__TASK TO COMPLETE__. All lines in the records that carry the string "double" are to be shown.

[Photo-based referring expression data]
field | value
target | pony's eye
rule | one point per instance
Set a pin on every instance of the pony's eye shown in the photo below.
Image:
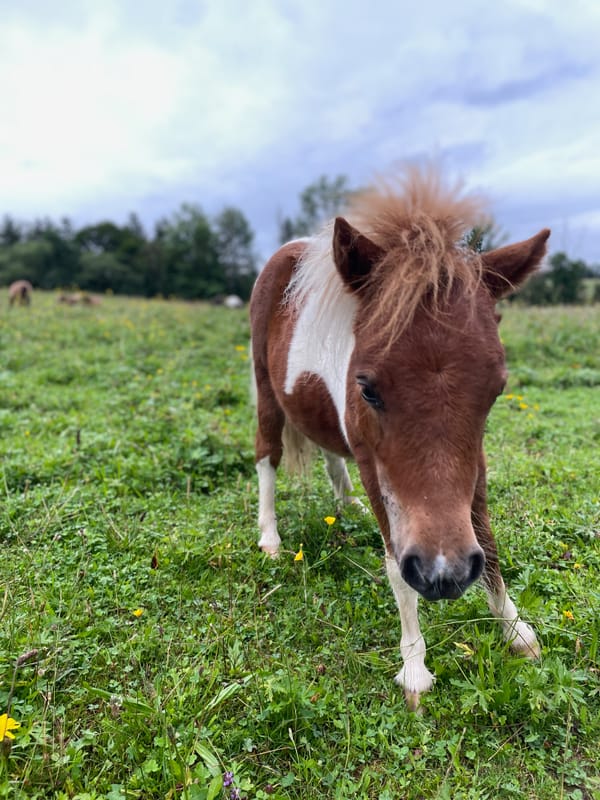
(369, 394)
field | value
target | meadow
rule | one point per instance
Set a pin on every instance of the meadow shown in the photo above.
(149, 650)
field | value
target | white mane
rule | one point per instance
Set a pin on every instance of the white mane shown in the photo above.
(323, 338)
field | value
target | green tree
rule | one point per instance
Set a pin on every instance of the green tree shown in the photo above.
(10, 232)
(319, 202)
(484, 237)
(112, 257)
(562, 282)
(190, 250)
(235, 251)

---

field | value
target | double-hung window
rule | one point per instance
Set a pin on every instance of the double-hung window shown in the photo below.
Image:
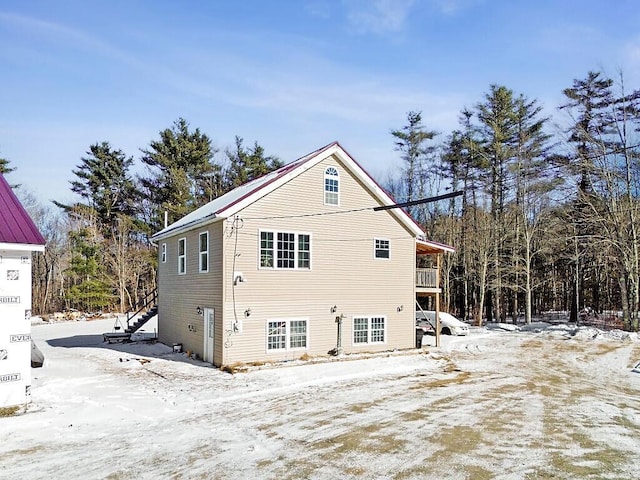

...

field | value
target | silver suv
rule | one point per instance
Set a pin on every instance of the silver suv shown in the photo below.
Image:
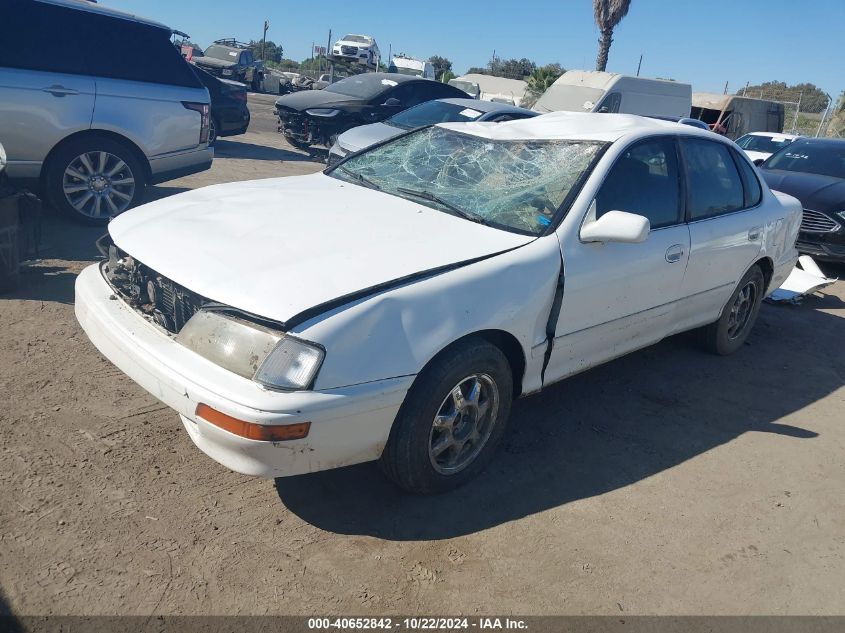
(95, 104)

__RESPONSE TO THIS TASK__.
target | double-hung window
Set a pin on every instance of the double-hung window shown in the photo below.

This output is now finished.